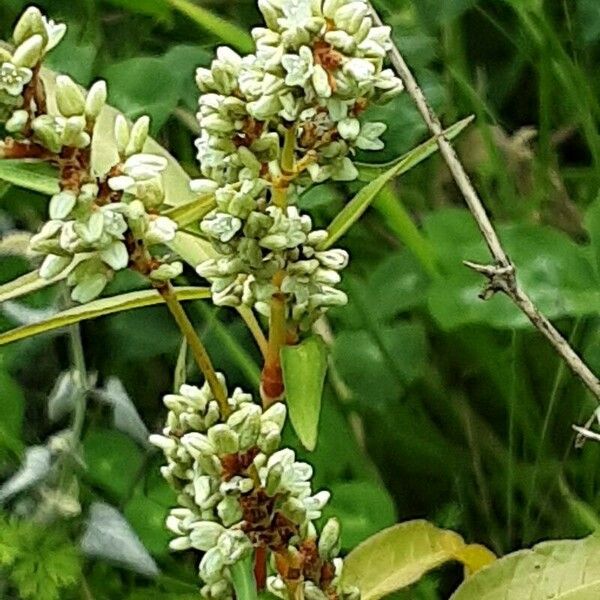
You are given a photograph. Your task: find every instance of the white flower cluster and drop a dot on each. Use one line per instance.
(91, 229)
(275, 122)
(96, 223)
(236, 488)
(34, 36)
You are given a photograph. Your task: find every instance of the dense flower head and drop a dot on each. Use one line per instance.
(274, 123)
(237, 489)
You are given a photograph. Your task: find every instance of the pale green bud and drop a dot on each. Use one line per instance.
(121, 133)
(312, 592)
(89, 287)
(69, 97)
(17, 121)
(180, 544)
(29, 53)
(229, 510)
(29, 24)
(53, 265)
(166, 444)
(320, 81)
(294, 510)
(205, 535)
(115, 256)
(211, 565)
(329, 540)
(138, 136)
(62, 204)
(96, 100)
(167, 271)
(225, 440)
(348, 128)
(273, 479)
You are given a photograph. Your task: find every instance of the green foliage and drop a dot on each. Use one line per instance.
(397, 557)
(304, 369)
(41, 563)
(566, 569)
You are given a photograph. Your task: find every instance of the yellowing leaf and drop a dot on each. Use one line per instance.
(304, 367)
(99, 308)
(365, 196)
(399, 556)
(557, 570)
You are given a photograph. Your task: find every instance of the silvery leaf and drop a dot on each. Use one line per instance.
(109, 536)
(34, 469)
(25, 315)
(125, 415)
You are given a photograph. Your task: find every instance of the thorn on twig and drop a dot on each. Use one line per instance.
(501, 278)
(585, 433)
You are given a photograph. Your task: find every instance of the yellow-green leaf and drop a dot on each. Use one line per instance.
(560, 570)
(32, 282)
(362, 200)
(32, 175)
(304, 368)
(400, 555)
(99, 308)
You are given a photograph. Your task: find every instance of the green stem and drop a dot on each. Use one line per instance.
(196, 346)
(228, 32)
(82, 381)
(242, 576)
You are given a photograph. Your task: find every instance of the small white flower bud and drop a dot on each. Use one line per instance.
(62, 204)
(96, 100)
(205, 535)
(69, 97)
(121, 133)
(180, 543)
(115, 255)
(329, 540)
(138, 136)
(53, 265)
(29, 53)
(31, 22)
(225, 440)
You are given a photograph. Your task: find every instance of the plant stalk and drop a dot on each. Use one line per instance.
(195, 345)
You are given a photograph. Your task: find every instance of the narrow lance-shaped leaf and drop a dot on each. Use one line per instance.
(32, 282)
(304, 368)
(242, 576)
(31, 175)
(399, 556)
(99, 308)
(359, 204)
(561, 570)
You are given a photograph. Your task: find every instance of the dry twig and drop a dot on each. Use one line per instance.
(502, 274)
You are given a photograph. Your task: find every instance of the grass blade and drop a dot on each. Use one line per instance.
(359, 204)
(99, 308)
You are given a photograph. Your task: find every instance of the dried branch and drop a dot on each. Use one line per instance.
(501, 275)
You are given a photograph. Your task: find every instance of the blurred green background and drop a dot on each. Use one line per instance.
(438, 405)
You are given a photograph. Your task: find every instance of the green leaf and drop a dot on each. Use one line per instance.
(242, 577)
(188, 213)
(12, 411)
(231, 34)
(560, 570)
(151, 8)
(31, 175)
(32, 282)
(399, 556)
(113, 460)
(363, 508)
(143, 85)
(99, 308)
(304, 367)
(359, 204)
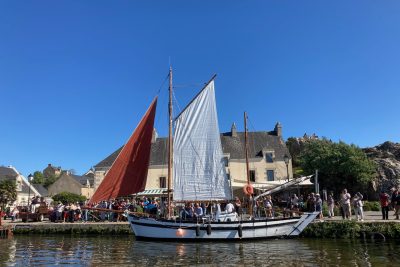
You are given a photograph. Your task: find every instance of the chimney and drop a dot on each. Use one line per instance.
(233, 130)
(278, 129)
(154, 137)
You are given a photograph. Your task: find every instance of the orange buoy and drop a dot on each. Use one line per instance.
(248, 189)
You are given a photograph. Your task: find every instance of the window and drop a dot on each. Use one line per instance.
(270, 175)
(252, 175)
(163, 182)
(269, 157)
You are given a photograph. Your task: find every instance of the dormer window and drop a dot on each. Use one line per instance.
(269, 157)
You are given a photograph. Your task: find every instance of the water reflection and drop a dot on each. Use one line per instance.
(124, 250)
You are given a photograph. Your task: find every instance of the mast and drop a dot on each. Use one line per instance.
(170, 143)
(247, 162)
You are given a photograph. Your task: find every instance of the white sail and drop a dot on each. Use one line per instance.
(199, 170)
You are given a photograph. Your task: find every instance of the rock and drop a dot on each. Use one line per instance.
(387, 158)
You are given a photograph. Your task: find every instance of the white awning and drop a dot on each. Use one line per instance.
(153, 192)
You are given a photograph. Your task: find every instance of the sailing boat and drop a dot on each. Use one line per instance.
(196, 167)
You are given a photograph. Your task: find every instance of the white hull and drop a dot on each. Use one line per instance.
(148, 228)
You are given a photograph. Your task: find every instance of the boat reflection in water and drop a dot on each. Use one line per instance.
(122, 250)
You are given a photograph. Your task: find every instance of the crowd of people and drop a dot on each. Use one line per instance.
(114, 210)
____
Assignment: Reproduce the final stretch of the data above: every line from the one holding "of the crowd" through the end, inclusive, exactly as written and nothing else.

Exercise response:
You are given a photograph. Your task: find every instance of the crowd of people and drop a dot on each. Use one line per instance.
(114, 210)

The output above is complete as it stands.